== Dataset records ==

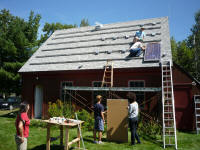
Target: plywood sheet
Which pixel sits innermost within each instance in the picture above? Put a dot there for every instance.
(117, 120)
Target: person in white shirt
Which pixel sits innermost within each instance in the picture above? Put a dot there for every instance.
(136, 49)
(133, 112)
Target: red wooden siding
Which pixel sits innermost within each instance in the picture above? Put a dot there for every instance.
(51, 83)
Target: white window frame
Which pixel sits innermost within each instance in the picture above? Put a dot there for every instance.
(61, 91)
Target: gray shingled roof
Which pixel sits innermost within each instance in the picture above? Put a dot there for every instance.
(77, 48)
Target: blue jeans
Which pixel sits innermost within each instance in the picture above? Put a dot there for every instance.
(133, 122)
(135, 52)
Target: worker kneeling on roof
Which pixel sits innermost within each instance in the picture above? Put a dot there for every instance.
(139, 35)
(137, 49)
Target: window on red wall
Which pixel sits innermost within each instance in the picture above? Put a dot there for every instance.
(65, 97)
(139, 95)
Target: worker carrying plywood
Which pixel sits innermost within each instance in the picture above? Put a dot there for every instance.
(99, 119)
(133, 111)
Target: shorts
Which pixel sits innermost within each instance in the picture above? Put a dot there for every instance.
(98, 124)
(20, 145)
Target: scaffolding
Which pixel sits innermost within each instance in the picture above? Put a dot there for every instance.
(107, 86)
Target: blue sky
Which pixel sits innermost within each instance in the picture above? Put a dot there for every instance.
(180, 12)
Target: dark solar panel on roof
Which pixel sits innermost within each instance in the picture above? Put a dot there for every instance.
(152, 52)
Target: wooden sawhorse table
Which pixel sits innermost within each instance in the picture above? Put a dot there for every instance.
(67, 126)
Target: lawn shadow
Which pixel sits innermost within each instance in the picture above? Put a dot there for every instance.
(12, 114)
(152, 140)
(90, 139)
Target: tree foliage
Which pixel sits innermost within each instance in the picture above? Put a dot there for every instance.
(48, 29)
(187, 52)
(17, 39)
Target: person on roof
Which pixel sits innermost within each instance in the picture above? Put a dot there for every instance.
(139, 35)
(137, 49)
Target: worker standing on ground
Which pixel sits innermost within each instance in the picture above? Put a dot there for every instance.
(99, 119)
(133, 112)
(22, 127)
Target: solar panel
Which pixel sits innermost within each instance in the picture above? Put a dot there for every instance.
(152, 52)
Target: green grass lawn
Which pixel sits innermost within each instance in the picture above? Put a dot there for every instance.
(37, 138)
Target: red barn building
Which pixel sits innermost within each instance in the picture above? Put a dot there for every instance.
(76, 57)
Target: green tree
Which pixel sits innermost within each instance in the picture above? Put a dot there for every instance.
(48, 29)
(84, 23)
(194, 43)
(17, 40)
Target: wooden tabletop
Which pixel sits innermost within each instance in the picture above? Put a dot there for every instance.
(64, 123)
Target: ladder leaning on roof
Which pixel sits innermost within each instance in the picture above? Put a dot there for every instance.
(197, 112)
(108, 75)
(169, 121)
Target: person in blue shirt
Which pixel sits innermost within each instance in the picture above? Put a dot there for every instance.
(99, 119)
(139, 35)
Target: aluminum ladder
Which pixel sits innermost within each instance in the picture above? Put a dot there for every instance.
(108, 75)
(197, 112)
(169, 121)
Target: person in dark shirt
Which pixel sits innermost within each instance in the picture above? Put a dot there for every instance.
(99, 119)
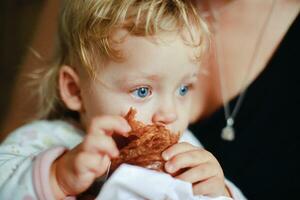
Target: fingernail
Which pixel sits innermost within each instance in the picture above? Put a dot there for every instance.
(165, 156)
(169, 167)
(115, 153)
(127, 128)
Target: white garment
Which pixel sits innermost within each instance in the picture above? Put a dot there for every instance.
(27, 154)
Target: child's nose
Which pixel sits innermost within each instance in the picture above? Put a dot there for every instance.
(164, 116)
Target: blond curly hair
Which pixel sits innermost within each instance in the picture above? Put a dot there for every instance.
(85, 29)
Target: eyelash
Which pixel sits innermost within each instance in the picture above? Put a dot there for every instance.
(138, 92)
(189, 87)
(141, 89)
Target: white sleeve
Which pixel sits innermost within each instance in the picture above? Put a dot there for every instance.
(25, 160)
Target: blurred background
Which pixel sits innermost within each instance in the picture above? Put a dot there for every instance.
(21, 22)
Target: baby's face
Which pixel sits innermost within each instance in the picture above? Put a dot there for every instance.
(155, 77)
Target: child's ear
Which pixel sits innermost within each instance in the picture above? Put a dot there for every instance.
(69, 88)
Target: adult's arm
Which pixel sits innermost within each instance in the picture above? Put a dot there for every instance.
(23, 105)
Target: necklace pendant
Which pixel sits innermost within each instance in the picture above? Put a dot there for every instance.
(228, 133)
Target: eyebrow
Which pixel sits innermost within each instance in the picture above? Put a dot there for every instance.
(152, 77)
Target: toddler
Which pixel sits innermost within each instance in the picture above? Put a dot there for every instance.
(112, 55)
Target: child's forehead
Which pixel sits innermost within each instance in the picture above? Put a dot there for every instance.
(128, 45)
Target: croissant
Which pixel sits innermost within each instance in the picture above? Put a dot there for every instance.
(144, 145)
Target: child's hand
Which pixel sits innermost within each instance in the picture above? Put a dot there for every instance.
(76, 170)
(199, 167)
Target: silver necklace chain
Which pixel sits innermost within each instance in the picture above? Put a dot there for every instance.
(228, 132)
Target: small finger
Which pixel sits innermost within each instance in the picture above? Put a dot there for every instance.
(185, 160)
(212, 187)
(176, 149)
(100, 143)
(200, 173)
(109, 124)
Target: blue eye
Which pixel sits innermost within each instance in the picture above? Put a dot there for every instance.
(141, 92)
(183, 90)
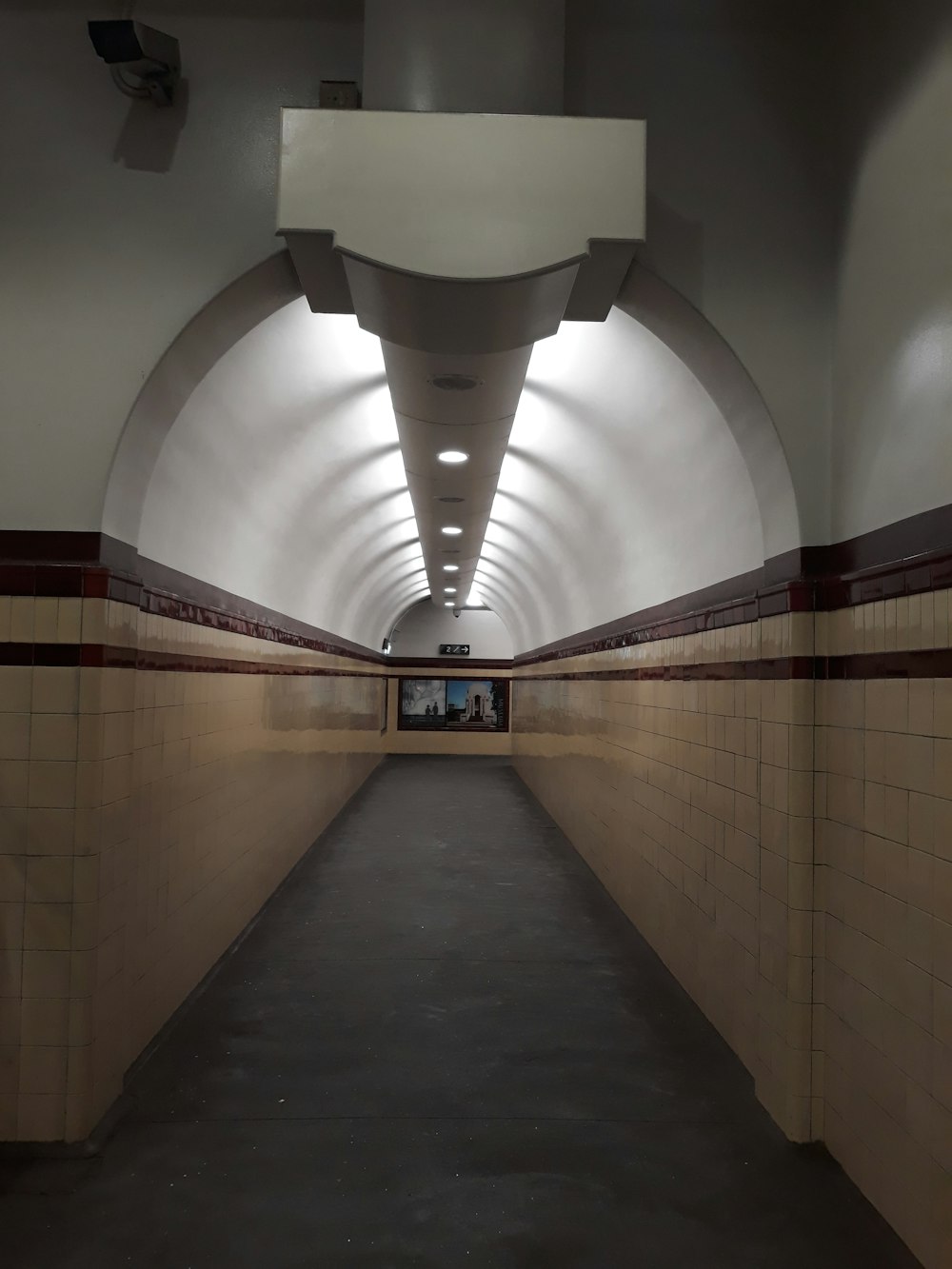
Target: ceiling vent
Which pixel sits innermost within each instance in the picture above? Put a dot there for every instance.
(455, 382)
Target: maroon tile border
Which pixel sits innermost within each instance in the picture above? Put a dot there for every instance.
(917, 664)
(448, 663)
(109, 656)
(710, 671)
(905, 559)
(908, 557)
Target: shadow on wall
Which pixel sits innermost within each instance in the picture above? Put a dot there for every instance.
(681, 243)
(150, 133)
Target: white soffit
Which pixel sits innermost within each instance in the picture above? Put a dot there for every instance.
(461, 195)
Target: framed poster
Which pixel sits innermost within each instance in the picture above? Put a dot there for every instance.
(453, 704)
(423, 704)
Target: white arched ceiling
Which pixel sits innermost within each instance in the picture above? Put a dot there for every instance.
(263, 457)
(282, 480)
(623, 487)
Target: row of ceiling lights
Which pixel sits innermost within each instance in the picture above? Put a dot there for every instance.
(452, 457)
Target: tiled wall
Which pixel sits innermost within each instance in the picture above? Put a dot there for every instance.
(883, 941)
(145, 816)
(692, 800)
(786, 846)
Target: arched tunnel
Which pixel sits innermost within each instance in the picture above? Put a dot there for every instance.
(475, 711)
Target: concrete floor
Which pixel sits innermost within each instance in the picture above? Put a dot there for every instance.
(442, 1044)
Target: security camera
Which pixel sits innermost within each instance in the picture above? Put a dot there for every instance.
(145, 62)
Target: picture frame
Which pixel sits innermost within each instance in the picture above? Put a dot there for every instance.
(476, 704)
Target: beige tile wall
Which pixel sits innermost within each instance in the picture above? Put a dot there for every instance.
(693, 803)
(145, 816)
(883, 983)
(786, 846)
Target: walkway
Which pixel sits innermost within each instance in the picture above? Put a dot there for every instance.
(444, 1046)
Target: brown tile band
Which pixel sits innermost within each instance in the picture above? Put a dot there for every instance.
(707, 671)
(107, 656)
(448, 663)
(918, 664)
(908, 557)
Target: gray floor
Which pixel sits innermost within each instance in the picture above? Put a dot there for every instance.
(442, 1044)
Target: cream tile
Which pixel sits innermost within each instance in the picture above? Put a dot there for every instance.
(45, 1021)
(52, 784)
(22, 620)
(45, 614)
(46, 975)
(48, 926)
(41, 1117)
(50, 880)
(55, 689)
(14, 783)
(14, 736)
(53, 738)
(15, 688)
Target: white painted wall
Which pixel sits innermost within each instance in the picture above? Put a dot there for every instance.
(640, 491)
(623, 486)
(282, 479)
(106, 255)
(423, 628)
(737, 95)
(893, 434)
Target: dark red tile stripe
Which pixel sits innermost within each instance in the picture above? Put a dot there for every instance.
(918, 664)
(107, 656)
(904, 559)
(447, 663)
(711, 671)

===

> **What to work on**
From the entries above, copy each line that holds "lawn".

> **The completed task**
Target: lawn shadow
Target: green grass lawn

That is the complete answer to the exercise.